Rewrite the listing below with every "thickest part" changed to "widest part" and nothing else altered. Omit the pictures from your version.

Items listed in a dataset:
________________________________________

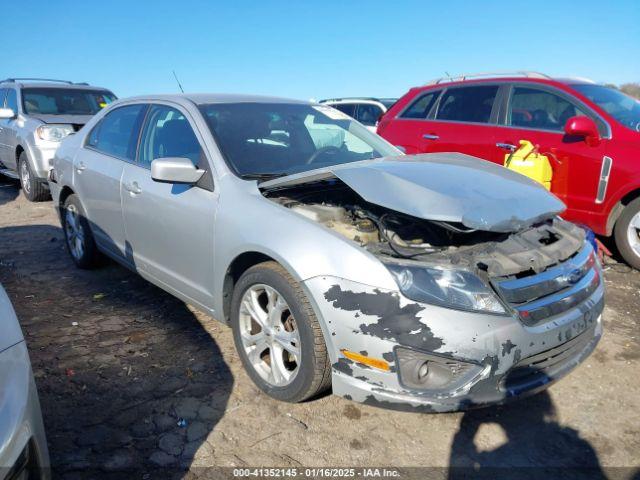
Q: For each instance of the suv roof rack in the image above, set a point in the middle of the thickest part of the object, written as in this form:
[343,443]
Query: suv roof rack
[14,80]
[467,76]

________________________________________

**Full response:**
Q: For each instance of the suv roof rack in the image above, set a point in the middle of the widest part of the object, written as in this form:
[343,443]
Query: suv roof rack
[14,80]
[467,76]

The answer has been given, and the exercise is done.